* [What you need to do]: Can you quote the lines below exactly, starting at the line with "the white building" and going through the last one?

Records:
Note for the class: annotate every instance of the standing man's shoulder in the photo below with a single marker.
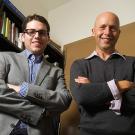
(130, 58)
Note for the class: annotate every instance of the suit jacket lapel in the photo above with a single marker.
(24, 66)
(44, 69)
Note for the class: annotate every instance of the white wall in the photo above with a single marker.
(74, 20)
(28, 7)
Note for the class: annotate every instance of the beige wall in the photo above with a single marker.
(82, 48)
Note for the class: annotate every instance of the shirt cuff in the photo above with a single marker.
(114, 89)
(23, 89)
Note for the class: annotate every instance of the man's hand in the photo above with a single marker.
(14, 87)
(81, 79)
(125, 85)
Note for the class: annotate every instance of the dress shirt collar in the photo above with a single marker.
(94, 53)
(32, 57)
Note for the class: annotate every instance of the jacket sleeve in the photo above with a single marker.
(92, 94)
(12, 104)
(52, 94)
(128, 101)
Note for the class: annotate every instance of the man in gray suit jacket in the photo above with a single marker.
(32, 91)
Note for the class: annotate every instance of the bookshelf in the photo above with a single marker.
(10, 43)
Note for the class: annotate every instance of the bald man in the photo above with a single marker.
(103, 83)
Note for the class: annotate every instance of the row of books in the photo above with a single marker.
(9, 30)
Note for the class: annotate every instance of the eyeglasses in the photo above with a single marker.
(32, 32)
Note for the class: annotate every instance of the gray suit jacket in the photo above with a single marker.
(45, 99)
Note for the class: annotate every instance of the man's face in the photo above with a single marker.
(35, 37)
(106, 32)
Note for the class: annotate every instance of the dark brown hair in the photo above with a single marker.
(37, 18)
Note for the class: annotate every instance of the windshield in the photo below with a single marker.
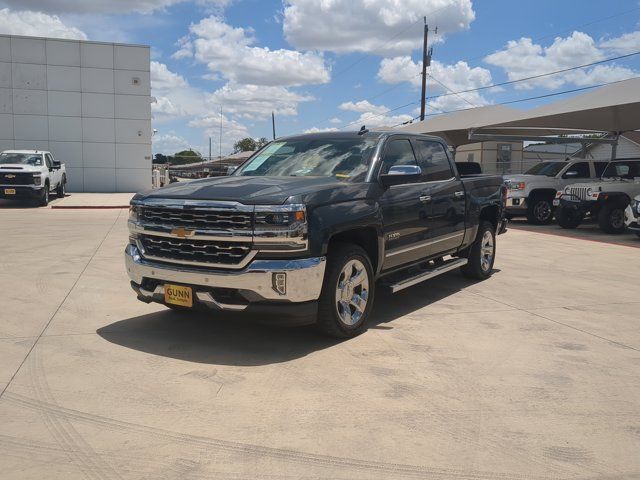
(628, 170)
(549, 169)
(33, 159)
(345, 159)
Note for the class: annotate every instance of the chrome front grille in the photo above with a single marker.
(197, 219)
(197, 252)
(580, 192)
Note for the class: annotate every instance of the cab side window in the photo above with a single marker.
(398, 152)
(600, 166)
(433, 160)
(582, 168)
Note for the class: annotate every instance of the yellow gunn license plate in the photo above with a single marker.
(178, 295)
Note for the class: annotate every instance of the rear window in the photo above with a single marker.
(621, 169)
(548, 169)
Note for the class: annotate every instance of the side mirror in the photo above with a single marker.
(399, 174)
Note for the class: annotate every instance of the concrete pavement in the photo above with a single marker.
(534, 373)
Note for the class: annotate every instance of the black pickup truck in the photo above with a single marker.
(309, 226)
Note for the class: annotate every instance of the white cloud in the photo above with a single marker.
(363, 106)
(36, 24)
(319, 130)
(106, 6)
(457, 77)
(372, 115)
(232, 130)
(174, 96)
(523, 58)
(230, 51)
(372, 26)
(169, 143)
(163, 78)
(256, 102)
(624, 44)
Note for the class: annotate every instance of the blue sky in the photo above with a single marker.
(337, 64)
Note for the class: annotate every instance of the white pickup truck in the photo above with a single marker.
(31, 174)
(532, 192)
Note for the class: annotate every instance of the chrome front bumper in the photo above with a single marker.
(255, 283)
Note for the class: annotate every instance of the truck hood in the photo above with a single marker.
(19, 168)
(604, 183)
(261, 190)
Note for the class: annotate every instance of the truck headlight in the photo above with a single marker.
(280, 227)
(134, 212)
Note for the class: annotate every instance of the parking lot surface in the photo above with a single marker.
(534, 373)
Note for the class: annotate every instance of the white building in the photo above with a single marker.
(88, 103)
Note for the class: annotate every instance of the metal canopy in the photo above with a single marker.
(613, 108)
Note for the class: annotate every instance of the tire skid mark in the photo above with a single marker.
(77, 449)
(397, 469)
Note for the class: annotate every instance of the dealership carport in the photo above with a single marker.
(612, 109)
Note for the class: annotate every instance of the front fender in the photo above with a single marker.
(329, 220)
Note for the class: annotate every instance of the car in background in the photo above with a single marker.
(531, 194)
(632, 215)
(32, 175)
(605, 199)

* [Problem solution]:
Note for the class: annotate every instance of the white building in the photo above with a single marker.
(88, 103)
Note for the class: annotate every instance of the metal canopy in the photo above with a single marker.
(613, 108)
Note for the class: annotate every instance of the tire skid mark in the photo above with a single marker.
(77, 449)
(397, 469)
Note for the class: annotate every instance of the dealership carport in the photo above with a single marker.
(612, 109)
Note for the class: annotate every instance of the front fender in the photo above with a single marker.
(329, 220)
Note for the class: annotate every instance of the car in background in the photo above with a single marker.
(531, 194)
(632, 215)
(32, 175)
(605, 199)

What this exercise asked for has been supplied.